### Records shown ###

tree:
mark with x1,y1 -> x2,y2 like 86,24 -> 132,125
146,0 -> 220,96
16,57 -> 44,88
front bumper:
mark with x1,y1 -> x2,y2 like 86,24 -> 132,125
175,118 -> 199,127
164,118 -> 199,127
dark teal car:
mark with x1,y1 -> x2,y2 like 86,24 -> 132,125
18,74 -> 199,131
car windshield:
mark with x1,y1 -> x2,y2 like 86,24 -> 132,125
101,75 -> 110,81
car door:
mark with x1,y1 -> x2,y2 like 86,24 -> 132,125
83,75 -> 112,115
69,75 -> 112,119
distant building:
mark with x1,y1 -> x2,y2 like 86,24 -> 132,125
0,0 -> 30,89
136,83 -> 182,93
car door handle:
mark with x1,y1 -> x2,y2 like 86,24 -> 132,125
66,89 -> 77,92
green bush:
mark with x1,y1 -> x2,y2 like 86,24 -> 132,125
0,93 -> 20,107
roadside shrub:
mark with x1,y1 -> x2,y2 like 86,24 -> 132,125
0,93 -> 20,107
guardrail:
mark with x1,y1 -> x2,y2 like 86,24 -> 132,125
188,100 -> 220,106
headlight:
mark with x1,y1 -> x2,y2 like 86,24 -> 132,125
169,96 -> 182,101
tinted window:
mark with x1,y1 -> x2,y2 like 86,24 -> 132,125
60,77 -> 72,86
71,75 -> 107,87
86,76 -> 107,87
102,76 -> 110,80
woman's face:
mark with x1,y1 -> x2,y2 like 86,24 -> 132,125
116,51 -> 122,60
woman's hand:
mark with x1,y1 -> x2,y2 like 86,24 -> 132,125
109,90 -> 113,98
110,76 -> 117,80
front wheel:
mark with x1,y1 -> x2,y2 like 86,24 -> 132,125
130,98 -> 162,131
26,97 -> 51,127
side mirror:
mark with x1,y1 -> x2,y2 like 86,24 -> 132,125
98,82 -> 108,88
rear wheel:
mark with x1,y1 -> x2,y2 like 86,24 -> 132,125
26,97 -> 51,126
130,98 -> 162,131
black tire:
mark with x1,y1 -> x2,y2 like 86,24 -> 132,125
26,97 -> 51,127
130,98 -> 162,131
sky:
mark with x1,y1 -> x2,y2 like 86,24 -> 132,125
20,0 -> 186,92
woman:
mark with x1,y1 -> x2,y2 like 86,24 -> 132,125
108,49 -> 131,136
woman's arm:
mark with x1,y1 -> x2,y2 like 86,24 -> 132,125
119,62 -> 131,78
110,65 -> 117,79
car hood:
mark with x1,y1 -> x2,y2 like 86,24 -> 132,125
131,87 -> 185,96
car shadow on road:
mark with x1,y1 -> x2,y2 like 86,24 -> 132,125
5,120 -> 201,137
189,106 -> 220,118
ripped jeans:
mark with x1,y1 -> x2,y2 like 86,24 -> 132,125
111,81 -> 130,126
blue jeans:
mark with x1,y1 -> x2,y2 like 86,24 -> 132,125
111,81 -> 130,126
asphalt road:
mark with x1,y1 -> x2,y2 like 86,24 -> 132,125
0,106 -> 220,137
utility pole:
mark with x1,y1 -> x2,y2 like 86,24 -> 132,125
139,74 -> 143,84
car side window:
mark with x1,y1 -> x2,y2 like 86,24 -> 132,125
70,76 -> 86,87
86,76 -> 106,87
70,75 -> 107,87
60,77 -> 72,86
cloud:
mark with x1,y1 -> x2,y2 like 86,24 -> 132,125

###

## Request
Reproduce all of the data above, swapping "guardrail" for "crash barrier" and leaving every other line unchanged.

## Result for this exercise
tree:
mark with x1,y1 -> x2,y2 like 86,24 -> 132,125
146,0 -> 220,96
16,57 -> 44,88
front bumper:
mark with x1,y1 -> x2,y2 like 86,24 -> 132,125
175,118 -> 199,127
164,118 -> 199,127
dark teal car:
mark with x1,y1 -> x2,y2 like 86,24 -> 132,125
18,74 -> 199,131
car windshield:
mark with x1,y1 -> x2,y2 like 86,24 -> 132,125
101,75 -> 110,81
car door:
mark with x1,y1 -> x2,y2 like 86,24 -> 132,125
83,75 -> 112,115
69,75 -> 112,119
distant building:
mark with x1,y1 -> x2,y2 like 86,24 -> 132,125
0,0 -> 30,89
136,83 -> 182,93
car door handle:
mark with x1,y1 -> x2,y2 like 86,24 -> 132,125
66,89 -> 77,92
green bush:
mark with x1,y1 -> x2,y2 like 86,24 -> 132,125
0,93 -> 20,107
roadside shrub:
mark with x1,y1 -> x2,y2 like 86,24 -> 132,125
0,93 -> 20,107
crash barrier:
mark with x1,y1 -> x2,y2 like 86,24 -> 132,125
188,100 -> 220,106
headlight:
mark with x1,y1 -> x2,y2 like 86,24 -> 132,125
169,96 -> 182,101
tinted window:
mark with x1,y1 -> x2,y2 like 86,24 -> 132,125
60,77 -> 72,86
71,75 -> 107,87
86,76 -> 107,87
102,76 -> 110,80
woman's face:
mark with x1,y1 -> x2,y2 like 86,24 -> 132,125
116,51 -> 122,60
woman's hand:
mark with x1,y1 -> x2,y2 like 86,24 -> 132,125
109,90 -> 113,98
110,76 -> 117,80
front wheel:
mark with x1,y1 -> x2,y2 like 86,24 -> 132,125
130,98 -> 162,131
26,97 -> 51,127
side mirror:
mark with x1,y1 -> x2,y2 like 86,24 -> 132,125
98,82 -> 108,88
rear wheel:
mark with x1,y1 -> x2,y2 like 86,24 -> 132,125
26,97 -> 51,126
130,98 -> 162,131
black tire:
mark with x1,y1 -> x2,y2 like 86,24 -> 132,125
26,97 -> 51,127
130,98 -> 162,131
sky:
mark with x1,y1 -> x2,y2 like 86,24 -> 132,125
20,0 -> 186,92
woman:
mark with x1,y1 -> x2,y2 like 86,24 -> 132,125
108,49 -> 131,136
woman's arm:
mark with x1,y1 -> x2,y2 like 86,24 -> 132,125
119,62 -> 131,78
110,65 -> 117,79
car hood:
mark with x1,y1 -> x2,y2 like 86,24 -> 132,125
131,87 -> 185,96
car shadow on road:
mark with x1,y1 -> x2,y2 like 86,24 -> 132,125
5,120 -> 201,137
189,106 -> 220,118
ripped jeans:
mark with x1,y1 -> x2,y2 like 86,24 -> 132,125
111,81 -> 130,126
blue jeans:
mark with x1,y1 -> x2,y2 like 86,24 -> 132,125
111,81 -> 130,126
asphalt road:
mark with x1,y1 -> x2,y2 like 86,24 -> 132,125
0,106 -> 220,137
utility pole:
mark with x1,y1 -> x2,y2 like 86,24 -> 132,125
139,74 -> 143,84
car side window:
mark with x1,y1 -> x2,y2 like 86,24 -> 132,125
70,76 -> 86,87
86,76 -> 106,87
70,75 -> 107,87
60,77 -> 72,86
cloud:
mark with x1,y1 -> x2,y2 like 86,24 -> 132,125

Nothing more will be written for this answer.